■ **EXERCISE MATERIAL**
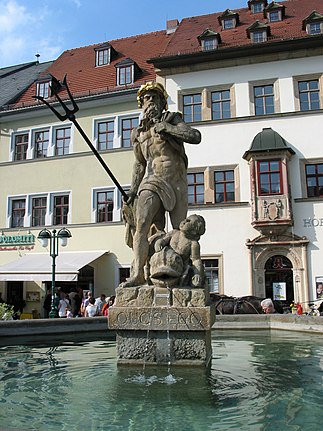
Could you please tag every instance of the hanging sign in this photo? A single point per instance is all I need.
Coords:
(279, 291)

...

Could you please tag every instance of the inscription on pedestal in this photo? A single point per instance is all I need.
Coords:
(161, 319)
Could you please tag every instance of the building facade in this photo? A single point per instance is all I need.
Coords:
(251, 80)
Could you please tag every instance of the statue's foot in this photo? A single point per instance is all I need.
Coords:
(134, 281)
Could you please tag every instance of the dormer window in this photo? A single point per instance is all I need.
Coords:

■ **PROBLEM TO WORK ON**
Wherever a line above includes the string "every", count it; give only the final tally.

■ **PROBLEM SOLUTION**
5